§ EXERCISE AIM
Copy out every line of the data below word for word, leaving nothing out and changing nothing.

▶

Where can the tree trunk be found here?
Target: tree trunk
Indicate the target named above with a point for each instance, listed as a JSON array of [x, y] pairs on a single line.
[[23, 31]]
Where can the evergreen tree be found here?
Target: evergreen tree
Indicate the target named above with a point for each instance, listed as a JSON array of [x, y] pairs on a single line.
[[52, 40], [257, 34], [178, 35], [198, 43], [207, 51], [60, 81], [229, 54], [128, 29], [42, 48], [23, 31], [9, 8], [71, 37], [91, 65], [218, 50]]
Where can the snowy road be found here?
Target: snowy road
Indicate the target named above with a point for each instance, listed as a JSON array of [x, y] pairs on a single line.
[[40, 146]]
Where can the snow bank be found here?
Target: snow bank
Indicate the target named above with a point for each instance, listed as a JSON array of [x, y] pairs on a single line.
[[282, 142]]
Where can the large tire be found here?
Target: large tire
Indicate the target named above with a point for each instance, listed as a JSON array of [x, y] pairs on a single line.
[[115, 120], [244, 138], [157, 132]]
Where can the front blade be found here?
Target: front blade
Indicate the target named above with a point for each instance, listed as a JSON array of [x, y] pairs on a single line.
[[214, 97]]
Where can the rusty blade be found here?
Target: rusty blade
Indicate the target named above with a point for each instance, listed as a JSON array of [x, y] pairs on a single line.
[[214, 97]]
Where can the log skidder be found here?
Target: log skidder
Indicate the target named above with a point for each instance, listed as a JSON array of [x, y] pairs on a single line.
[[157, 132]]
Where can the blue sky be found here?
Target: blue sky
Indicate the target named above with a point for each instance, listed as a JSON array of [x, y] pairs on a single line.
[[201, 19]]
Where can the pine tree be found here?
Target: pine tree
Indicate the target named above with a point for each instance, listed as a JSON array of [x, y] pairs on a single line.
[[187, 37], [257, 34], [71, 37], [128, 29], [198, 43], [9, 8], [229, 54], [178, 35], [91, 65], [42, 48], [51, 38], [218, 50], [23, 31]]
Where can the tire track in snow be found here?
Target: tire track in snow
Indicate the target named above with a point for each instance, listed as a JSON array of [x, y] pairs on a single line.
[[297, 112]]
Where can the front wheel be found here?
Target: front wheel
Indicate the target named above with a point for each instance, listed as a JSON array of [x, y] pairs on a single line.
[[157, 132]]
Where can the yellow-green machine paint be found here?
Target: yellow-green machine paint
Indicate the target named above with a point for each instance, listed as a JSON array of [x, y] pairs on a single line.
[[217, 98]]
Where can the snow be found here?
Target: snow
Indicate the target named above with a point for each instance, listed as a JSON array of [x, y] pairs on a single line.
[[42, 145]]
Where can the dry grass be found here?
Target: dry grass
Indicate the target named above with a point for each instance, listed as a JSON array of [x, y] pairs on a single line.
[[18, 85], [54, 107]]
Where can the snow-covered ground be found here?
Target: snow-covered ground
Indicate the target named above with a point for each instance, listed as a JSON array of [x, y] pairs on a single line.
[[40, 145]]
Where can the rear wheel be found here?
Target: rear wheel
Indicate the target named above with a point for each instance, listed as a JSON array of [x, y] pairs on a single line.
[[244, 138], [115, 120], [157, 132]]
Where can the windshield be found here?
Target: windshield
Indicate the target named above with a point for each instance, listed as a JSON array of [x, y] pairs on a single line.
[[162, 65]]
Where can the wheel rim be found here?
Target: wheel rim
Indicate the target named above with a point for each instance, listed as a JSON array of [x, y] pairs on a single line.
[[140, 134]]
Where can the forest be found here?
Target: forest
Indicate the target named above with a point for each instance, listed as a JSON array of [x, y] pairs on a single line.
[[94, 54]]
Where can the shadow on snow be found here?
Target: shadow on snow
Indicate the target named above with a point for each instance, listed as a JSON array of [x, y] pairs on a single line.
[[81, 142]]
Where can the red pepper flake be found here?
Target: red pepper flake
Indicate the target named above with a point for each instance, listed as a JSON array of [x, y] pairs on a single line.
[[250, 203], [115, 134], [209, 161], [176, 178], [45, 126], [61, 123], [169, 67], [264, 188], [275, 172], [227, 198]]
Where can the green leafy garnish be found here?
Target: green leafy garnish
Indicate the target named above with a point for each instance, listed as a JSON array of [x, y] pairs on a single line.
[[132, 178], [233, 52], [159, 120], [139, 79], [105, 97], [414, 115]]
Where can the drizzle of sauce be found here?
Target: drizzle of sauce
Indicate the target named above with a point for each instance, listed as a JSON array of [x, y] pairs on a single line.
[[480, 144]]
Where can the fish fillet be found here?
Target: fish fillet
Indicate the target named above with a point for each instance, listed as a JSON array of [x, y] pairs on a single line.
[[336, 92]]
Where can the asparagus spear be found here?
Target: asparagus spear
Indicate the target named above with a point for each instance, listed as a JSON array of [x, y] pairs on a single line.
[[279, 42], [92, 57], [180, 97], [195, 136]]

◀

§ PROBLEM SOLUTION
Where can the tree trunk be found here?
Target: tree trunk
Indicate the target named above with a point for each instance, listed as a JSON array of [x, y] pairs on a single line.
[[23, 31]]
Where can the evergreen tree be found here?
Target: evergreen tree
Indicate the target named above with a point for each instance, listed as a JSON array of [x, y] pairs on a single line.
[[52, 40], [257, 34], [178, 35], [198, 43], [207, 51], [60, 81], [229, 54], [128, 29], [42, 48], [23, 31], [9, 8], [71, 37], [91, 65], [218, 50]]
Where can the snowy road be found here?
Target: snowy road
Indicate the target named above with a point for each instance, listed as a JSON array of [x, y] pairs on a single line.
[[40, 146]]
Where can the snow bank be found here?
Target: snow bank
Indicate the target named above with a point for each instance, listed as a JSON array of [x, y] pairs on a single line.
[[282, 142]]
Where can the large tire be found here?
Target: large tire
Indicate the target named above with a point for each instance, listed as a JSON array of [x, y] pairs on a single line.
[[115, 120], [244, 138], [157, 132]]
Where can the front blade be found here?
Target: front blade
Indicate the target named above with a point for each instance, listed as a JSON array of [x, y] pairs on a single line.
[[214, 97]]
Where can the rusty blade be found here?
Target: rusty blade
Indicate the target named above with a point for each instance, listed as a JSON array of [x, y] pairs on a single line.
[[214, 97]]
Where can the log skidder be found here?
Target: log skidder
Indicate the target named above with a point for each instance, listed as a JSON array of [x, y] pairs on a single line.
[[157, 132]]
Where can the blue sky be found here?
Target: blue sky
Indicate the target named above with a point for each instance, listed as a JSON array of [x, y] pairs on a single line.
[[201, 19]]
Where can the pine tree be found here?
Target: pine tree
Indicate the target named above with a point for each instance, listed as a JSON array of [x, y] pairs on a single line.
[[187, 37], [257, 34], [71, 37], [128, 29], [198, 43], [9, 8], [229, 54], [178, 35], [91, 65], [42, 48], [51, 38], [218, 50], [23, 31]]
Where can the tire track in snow be found here?
Target: tire track in snow
Indicate the target named above with a point for each instance, listed as a JSON array of [x, y] pairs on a single line.
[[297, 112]]
Where can the front wheel be found here?
Target: front wheel
Indicate the target named above with a point for each instance, listed as a JSON array of [x, y] pairs on a single line.
[[157, 132]]
Where can the yellow-green machine paint be found here?
Target: yellow-green machine paint
Indicate the target named above with a point for each instance, listed as a JSON array of [x, y] pairs on a single line.
[[217, 98]]
Where can the snow be found here?
Target: snow
Indicate the target named above with a point for each instance, listed as a JSON array of [x, y] pairs on a single line.
[[42, 145]]
Where can the dry grass be found here?
Target: dry grass
Indicate the target named above with a point for each instance, listed as a JSON array of [x, y] pairs on a single line.
[[18, 85], [54, 107]]
Where can the snow-covered ground be found here?
Target: snow-covered ground
Indicate the target named above with a point for each instance, listed as a JSON array of [x, y] pairs on a single line.
[[40, 145]]
Where can the rear wheel be found here?
Target: rear wheel
Indicate the target named above with a point for each instance, listed as a JSON array of [x, y] pairs on a single line.
[[244, 138], [115, 120], [157, 132]]
Where can the windshield be found here?
Target: windshield
Indicate the target named above with a point for each instance, listed as a JSON array of [x, y] pairs on a single line.
[[162, 65]]
Where can the wheel rim be found here?
Target: wheel rim
Indicate the target named above with a point for each instance, listed as a JSON array of [x, y] pairs on a single line.
[[140, 134]]
Where can the forest be found here?
Target: forest
Indicate the target named above with a point for each instance, listed as a JSON array of [x, y] pairs on a single line.
[[94, 54]]
Where can the shadow on snow be found here?
Target: shadow on snow
Indicate the target named above with a point for each instance, listed as a JSON array of [x, y] pairs on a single line.
[[81, 142]]
Where can the red pepper flake be found here?
Target: red pepper flake
Indicate the target named above with a point for each instance, listed as a JSON array of [x, y] pairs on a single line.
[[250, 203], [115, 134], [209, 161], [176, 178], [45, 126], [61, 123], [169, 67], [264, 188], [275, 172], [227, 198]]
Where can the green leafy garnish be found here?
Target: green leafy garnish
Indicate the target named above with a point for each instance, listed as a JSON array of [x, y] pairs on a single line.
[[132, 178], [233, 52], [159, 120], [139, 79], [105, 97], [414, 115]]
Where can the drizzle of sauce be found here?
Target: drizzle of sauce
Indicate the target named above with a point for each instance, listed as a JSON array of [x, y] pairs on a single line.
[[480, 144]]
Where can the fish fillet be found here?
Target: fish fillet
Indicate the target named above with a point for each instance, listed as a JSON array of [x, y] pairs on a single line.
[[336, 92]]
Where can the asparagus spear be found here?
Target: asparagus spear
Indicate the target named above with a point for each instance, listed as a JSON array of [x, y] pairs on a single line.
[[279, 42], [92, 57], [180, 97], [195, 136]]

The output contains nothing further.